→ Page text:
A Rs 60k phone today, or a new phone every month (yes)? Take your pick, millennials

Kumar Shankar Roy 3 August 2017, 6:37 PM
Get your finances sorted if you want to live life like a millionaire

Get your finances sorted if you want to live life like a millionaire

If you’re 20-something, 'savings' is a word that makes you think of older people. And online deals. Your life is very likely to play out like this: day 10 of the month, and you’re suddenly sanksari urban poor — no partying. Another 20 days before your SMS says 'Rs XXXXX has been credited to your account'. Phew.

Sooner or later, though, real life is going to hit you. The free-flowing booze and online shopping binges are not good friends with a modest salary.

The good news is that 'saving' is no monster. It’s easy and can be as much fun as spending. The trick: delay gratification by a bit. Earn, save and spend — that’s the three-step process to follow. Just don’t put 'spend' before 'save'. Here are a few hacks.

→ Requests:
[1] Reproduce the savings article starting at "A Rs 60k phone" and ending at "a modest salary.", substituting "takeout" for "booze".
[2] What three-step process does the savings article say to follow?

Rows of box annotation data

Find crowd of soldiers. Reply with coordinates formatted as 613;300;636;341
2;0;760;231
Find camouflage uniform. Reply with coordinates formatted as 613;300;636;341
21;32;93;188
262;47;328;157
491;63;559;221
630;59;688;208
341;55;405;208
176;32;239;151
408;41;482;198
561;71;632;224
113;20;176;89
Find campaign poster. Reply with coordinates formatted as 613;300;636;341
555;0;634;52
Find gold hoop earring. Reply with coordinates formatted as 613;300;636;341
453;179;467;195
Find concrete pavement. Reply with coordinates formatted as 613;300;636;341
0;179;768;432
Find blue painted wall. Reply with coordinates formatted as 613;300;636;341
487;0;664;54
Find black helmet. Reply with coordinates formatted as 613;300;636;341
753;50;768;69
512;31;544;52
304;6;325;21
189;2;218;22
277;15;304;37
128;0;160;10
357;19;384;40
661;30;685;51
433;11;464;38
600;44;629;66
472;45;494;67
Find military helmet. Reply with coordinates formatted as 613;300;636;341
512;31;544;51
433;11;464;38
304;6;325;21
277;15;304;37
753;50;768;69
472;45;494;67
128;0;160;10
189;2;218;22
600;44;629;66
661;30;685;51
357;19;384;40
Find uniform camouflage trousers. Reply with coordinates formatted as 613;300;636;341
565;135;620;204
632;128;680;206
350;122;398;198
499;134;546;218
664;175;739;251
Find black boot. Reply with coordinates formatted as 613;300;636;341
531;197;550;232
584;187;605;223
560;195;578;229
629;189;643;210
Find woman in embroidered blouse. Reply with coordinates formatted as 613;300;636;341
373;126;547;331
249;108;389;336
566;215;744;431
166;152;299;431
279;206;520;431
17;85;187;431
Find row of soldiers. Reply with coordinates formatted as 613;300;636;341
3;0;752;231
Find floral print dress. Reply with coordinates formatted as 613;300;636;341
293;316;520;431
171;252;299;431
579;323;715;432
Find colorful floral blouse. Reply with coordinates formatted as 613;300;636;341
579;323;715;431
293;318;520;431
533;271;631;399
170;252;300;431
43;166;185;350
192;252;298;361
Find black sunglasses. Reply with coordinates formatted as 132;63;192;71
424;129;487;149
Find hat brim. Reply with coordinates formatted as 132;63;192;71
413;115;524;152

→ Complete answers:
[1]
A Rs 60k phone today, or a new phone every month (yes)? Take your pick, millennials

Kumar Shankar Roy 3 August 2017, 6:37 PM
Get your finances sorted if you want to live life like a millionaire

Get your finances sorted if you want to live life like a millionaire

If you’re 20-something, 'savings' is a word that makes you think of older people. And online deals. Your life is very likely to play out like this: day 10 of the month, and you’re suddenly sanksari urban poor — no partying. Another 20 days before your SMS says 'Rs XXXXX has been credited to your account'. Phew.

Sooner or later, though, real life is going to hit you. The free-flowing takeout and online shopping binges are not good friends with a modest salary.

[2] Earn, save and spend.